··· Data extract ···
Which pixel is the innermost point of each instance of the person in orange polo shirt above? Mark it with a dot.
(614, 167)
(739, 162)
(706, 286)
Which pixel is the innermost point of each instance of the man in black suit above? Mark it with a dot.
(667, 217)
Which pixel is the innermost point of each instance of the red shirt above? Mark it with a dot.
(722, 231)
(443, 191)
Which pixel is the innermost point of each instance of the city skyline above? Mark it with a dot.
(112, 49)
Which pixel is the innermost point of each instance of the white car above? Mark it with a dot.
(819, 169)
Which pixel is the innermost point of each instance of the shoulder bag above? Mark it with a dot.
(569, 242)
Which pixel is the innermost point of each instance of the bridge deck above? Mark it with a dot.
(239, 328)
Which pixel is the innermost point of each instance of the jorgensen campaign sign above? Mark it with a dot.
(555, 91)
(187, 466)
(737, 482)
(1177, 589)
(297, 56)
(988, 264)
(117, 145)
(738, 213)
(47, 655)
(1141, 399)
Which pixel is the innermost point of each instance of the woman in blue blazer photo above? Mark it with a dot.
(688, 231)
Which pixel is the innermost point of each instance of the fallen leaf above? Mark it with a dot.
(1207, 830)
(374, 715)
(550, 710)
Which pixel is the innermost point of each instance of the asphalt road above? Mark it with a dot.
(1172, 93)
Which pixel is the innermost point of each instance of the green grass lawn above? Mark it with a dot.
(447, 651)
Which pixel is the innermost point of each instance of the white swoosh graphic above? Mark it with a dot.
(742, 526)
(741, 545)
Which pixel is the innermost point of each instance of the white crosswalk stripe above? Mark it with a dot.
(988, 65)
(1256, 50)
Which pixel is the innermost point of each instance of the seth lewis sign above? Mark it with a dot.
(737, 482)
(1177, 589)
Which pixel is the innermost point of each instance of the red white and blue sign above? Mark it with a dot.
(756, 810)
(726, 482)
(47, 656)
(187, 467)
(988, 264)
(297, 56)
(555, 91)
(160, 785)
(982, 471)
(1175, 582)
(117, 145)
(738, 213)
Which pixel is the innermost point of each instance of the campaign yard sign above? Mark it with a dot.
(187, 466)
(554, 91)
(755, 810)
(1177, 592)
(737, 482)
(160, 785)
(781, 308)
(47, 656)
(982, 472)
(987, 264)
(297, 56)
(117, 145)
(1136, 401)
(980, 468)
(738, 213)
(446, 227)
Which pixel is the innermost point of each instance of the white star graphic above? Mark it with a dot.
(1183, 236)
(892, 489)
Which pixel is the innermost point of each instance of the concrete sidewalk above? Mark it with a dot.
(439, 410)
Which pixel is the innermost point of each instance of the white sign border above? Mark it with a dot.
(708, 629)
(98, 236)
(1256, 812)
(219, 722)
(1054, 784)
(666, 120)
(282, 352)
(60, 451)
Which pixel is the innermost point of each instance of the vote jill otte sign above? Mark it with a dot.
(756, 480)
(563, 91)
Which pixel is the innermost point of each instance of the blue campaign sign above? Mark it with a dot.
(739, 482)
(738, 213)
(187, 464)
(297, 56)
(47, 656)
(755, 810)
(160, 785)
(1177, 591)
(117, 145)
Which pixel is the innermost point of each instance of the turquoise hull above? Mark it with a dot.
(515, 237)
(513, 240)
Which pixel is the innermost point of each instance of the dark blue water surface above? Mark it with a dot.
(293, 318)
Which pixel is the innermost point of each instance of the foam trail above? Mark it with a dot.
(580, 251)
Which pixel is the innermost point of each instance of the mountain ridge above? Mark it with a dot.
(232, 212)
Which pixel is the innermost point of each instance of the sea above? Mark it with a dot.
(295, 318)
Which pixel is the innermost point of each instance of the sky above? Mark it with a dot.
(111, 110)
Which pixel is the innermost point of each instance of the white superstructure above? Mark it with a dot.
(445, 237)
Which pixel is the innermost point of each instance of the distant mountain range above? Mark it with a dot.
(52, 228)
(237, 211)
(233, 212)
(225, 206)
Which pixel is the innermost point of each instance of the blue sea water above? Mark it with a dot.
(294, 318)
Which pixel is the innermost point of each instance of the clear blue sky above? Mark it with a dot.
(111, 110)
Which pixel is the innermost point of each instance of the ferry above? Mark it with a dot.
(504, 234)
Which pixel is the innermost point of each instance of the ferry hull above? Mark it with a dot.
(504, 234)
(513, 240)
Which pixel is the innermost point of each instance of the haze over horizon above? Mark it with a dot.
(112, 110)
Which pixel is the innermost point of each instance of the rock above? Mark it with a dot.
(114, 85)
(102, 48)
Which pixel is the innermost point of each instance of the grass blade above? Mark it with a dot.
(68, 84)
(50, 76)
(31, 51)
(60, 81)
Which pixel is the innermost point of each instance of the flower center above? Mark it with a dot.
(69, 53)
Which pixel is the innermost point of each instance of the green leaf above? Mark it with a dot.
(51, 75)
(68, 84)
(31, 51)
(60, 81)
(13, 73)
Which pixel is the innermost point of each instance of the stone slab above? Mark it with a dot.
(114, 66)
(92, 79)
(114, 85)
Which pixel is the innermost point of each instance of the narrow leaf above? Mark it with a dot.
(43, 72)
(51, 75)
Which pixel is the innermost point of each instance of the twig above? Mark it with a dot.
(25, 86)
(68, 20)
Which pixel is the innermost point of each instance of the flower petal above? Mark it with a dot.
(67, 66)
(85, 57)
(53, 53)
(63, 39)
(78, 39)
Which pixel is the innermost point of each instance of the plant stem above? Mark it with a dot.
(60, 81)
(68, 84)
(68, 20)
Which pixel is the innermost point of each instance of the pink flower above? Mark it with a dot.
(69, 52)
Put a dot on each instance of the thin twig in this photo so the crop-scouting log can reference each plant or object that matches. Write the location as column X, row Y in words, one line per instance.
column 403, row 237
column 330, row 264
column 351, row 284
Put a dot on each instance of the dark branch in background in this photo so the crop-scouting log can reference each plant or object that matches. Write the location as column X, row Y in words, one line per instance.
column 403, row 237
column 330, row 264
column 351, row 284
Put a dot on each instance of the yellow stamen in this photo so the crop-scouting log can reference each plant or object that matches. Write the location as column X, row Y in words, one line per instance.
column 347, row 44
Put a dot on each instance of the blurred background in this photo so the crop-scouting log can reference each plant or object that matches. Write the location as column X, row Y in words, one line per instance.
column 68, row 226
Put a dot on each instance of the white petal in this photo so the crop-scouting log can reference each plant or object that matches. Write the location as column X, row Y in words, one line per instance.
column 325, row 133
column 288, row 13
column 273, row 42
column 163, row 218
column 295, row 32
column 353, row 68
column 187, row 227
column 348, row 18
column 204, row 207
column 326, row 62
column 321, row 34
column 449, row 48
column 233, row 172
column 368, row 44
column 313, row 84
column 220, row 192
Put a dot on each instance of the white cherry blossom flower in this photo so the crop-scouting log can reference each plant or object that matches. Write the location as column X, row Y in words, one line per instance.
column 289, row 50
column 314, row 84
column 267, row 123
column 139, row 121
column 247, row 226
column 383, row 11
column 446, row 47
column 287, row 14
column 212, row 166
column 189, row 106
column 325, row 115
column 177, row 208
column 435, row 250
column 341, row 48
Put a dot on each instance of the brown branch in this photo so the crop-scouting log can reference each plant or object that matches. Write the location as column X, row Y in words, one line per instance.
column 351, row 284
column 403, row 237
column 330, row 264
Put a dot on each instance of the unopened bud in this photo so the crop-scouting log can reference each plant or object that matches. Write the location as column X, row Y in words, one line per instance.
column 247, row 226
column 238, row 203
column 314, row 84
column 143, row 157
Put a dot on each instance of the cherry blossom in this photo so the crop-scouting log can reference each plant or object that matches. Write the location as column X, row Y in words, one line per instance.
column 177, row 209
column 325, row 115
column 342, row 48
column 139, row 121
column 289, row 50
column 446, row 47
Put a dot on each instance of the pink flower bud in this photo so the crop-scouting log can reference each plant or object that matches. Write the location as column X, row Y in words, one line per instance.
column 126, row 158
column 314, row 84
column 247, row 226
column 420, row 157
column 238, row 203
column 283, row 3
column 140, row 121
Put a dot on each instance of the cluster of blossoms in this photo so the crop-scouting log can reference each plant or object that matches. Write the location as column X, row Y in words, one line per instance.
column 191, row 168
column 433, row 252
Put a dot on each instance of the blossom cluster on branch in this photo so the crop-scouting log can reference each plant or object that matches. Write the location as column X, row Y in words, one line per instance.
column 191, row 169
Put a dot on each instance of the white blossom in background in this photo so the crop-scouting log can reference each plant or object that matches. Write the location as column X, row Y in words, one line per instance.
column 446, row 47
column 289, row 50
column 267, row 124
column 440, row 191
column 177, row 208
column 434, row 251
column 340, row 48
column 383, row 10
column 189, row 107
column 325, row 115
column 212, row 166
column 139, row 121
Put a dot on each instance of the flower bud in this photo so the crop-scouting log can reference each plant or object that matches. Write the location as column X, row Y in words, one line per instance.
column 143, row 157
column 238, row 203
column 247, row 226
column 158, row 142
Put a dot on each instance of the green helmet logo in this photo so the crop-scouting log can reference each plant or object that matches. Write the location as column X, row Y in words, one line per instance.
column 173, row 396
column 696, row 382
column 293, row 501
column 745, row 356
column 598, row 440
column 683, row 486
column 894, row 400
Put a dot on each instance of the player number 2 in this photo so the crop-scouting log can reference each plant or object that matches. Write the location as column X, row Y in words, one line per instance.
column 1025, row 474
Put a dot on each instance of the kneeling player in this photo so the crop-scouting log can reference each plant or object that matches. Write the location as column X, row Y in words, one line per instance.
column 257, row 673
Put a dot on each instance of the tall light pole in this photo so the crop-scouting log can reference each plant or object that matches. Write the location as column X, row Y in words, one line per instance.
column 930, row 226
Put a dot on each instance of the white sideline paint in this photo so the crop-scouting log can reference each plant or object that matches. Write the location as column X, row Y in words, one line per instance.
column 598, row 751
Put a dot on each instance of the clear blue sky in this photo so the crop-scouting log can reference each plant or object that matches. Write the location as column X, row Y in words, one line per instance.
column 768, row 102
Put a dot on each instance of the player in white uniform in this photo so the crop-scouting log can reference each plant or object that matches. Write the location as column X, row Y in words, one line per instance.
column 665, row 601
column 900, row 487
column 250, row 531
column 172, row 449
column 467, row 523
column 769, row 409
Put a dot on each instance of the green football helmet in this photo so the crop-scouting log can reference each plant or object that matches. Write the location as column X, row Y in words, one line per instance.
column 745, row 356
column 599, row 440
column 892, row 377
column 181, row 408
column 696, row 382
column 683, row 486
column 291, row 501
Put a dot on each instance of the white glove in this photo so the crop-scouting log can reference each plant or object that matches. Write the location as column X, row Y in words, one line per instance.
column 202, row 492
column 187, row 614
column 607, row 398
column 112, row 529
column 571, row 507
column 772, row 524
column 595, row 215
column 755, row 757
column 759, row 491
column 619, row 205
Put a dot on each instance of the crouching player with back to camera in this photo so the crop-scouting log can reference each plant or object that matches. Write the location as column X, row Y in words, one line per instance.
···
Please repeat the items between the lines holding "stem above? Mark it with a dot." and "column 68, row 226", inclusive, swapping "Put a dot" for "Place a dot" and keeping everything else the same.

Which pixel is the innermost point of each instance of the plant stem above? Mark it with a dot.
(60, 81)
(68, 84)
(68, 20)
Which pixel is the innermost point of each instance of the pink flower above? Mark it with a dot.
(69, 52)
Place a dot on each instance of the thin twig in this photo so the crop-scouting log can reference each plant or object that matches. Write the location as column X, row Y in words, one line per instance.
column 403, row 237
column 330, row 264
column 351, row 284
Place a dot on each instance of the dark branch in background in this photo so the crop-scouting log can reference each plant or object that matches. Write the location as column X, row Y in words, one line per instance.
column 403, row 237
column 330, row 264
column 351, row 284
Place a dot on each instance of the yellow stamen in this photo so the crop-scouting log can reference each plant or object that matches. Write the location as column X, row Y in words, one line per instance.
column 347, row 44
Place a dot on each instance of the blurred background in this photo so the crop-scouting log can reference each plant or object that matches. Write the location as column X, row Y in words, one line per instance.
column 68, row 226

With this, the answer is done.